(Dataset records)
□ □ □

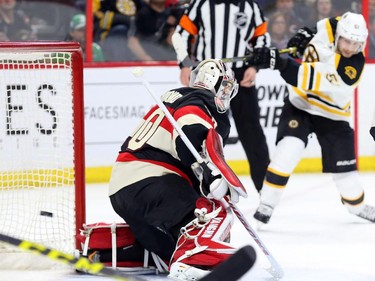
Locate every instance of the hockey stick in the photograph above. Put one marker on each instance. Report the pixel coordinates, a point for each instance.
(275, 269)
(234, 267)
(183, 56)
(82, 264)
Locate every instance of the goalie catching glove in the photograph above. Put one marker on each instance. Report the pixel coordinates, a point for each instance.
(216, 177)
(267, 58)
(300, 41)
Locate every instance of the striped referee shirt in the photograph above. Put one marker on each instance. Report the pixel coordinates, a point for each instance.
(223, 29)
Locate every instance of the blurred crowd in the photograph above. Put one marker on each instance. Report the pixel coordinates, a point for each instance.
(140, 30)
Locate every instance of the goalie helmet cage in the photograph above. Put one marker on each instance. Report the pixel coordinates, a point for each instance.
(42, 169)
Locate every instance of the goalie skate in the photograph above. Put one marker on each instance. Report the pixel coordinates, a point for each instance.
(185, 272)
(367, 213)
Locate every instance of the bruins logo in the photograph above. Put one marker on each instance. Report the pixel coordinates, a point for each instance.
(293, 124)
(126, 7)
(310, 54)
(351, 72)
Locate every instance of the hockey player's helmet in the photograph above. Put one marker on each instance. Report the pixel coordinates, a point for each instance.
(216, 76)
(352, 26)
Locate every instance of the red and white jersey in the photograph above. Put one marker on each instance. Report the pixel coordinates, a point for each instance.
(155, 148)
(326, 80)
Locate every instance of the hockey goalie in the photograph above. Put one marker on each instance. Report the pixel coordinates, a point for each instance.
(173, 204)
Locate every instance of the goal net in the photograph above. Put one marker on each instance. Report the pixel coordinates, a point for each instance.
(41, 144)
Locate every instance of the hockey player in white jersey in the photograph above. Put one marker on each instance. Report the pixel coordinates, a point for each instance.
(173, 210)
(320, 92)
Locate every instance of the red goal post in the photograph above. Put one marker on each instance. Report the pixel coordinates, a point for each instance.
(42, 160)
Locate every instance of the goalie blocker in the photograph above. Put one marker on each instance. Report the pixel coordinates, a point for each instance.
(217, 178)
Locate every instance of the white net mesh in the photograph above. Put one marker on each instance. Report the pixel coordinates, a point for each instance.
(37, 192)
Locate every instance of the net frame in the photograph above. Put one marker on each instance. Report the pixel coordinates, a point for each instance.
(7, 50)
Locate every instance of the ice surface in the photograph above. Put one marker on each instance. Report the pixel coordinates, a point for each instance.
(311, 235)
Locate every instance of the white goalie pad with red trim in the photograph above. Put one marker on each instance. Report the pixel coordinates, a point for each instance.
(214, 151)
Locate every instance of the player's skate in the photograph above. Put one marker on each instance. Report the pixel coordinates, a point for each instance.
(367, 213)
(201, 245)
(363, 211)
(263, 213)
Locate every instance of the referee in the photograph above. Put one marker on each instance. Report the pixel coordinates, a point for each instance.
(225, 29)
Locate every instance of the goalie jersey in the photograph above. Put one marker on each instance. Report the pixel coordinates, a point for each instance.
(324, 83)
(155, 148)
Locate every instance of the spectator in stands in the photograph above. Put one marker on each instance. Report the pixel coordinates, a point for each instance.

□ □ □

- What is expected: Repeat all of the entries word for word, but omit the pictures.

- Complete answer:
Locate every instance of the hockey stick in the photograph above. Put one marker on each instance. Report the pixel coordinates, a point for each instance.
(275, 269)
(234, 267)
(183, 56)
(82, 264)
Locate every instance of the goalie catching glove in the photograph above. Put one marker on each instance. Report the pixel coordinates, a point for each instance.
(216, 177)
(267, 58)
(300, 41)
Locate every instance of the striped referee shirt in the photograph above. Put one marker on each instance. Report the pixel coordinates, a point for each instance.
(223, 29)
Locate every instance of the blurred crowd in the photograph above. Put one marker on each instance. Report the pixel coordinates, a point for each instance.
(140, 30)
Locate every instance of the goalie helmet cage in the photograph above. Put one marker on each instance. Report the pixel coordinates, a point for each instance.
(42, 169)
Locate every instance of the goalie skate in the photograph above. Put one marker on each instance. Report the pixel coordinates, a point for each instance.
(185, 272)
(367, 213)
Locate every instance of the bruins logo in the photograph above. Put one marker on each instance. Report the pixel coordinates, a point for each instance.
(293, 124)
(126, 7)
(310, 54)
(351, 72)
Locate every instance of the hockey player's helmet in the photograph above. Put one marker on each instance. Report the pixel coordinates, a point for each instance.
(216, 76)
(352, 26)
Locate every instance of the red and white jersey in the photograph above. Put one marker on each instance. Report the pixel coordinates, a point for each instance.
(155, 148)
(326, 80)
Locate every instance of the hockey goalie in the photograph above. Put one marker on each instance. Report the pixel coordinates, a point for each instance.
(173, 204)
Locate every instance of the goal net in the photograph above. Put one marker on each instance. Report the pixel coordinates, a point for each instance.
(41, 144)
Locate every instance of the hockey player in white jersey in the photograph above. Put one marker on each instance. Report the pixel coordinates, a point for each instance.
(173, 210)
(320, 92)
Locate every instance of the red goal post in the photograph above. Put one marker on each instance. Report the pixel coordinates, a point for each instance.
(42, 160)
Locate every instance of the goalie blocker in the photograph above. Put one marker on each instance. Report the pixel coordinates, a point for each instance.
(217, 178)
Locate every instance of the white net mesh in the photograph above. Put one marker on each instance. Report the pixel coordinates, a point for each instance.
(37, 192)
Locate every instance of the net frame in the photograph above. Put one marker on each instance. Report the pixel coordinates, a point for each instance.
(7, 50)
Locate every instance of the ice surface in the photograph above. Put one marker on each instance. Report the pixel coordinates, a point for each instance.
(311, 235)
Locate every instance of the white goalie pad with red trim in the photograph above. Put one marker on each instance. Report the pixel coordinates, a point for each instance.
(214, 151)
Locate every instance of the player's skate in the photograph above. Put one marker on each instance. Report the pixel coordinates, a point for each instance.
(367, 213)
(201, 245)
(363, 211)
(263, 213)
Locate every instance of the referee in the photograph above. Put one marker on each instance. Report the pixel coordinates, a point for each instance.
(225, 29)
Locate every instance of the goalie jersey in the photograph above. Put one marker on each instance. Report the pixel coordinates, a point for each instance.
(324, 83)
(155, 148)
Locate every instance of the spectator in stands in the photograph above. Put one marker on each instance. Report the pixel coordinates, a point for each instance.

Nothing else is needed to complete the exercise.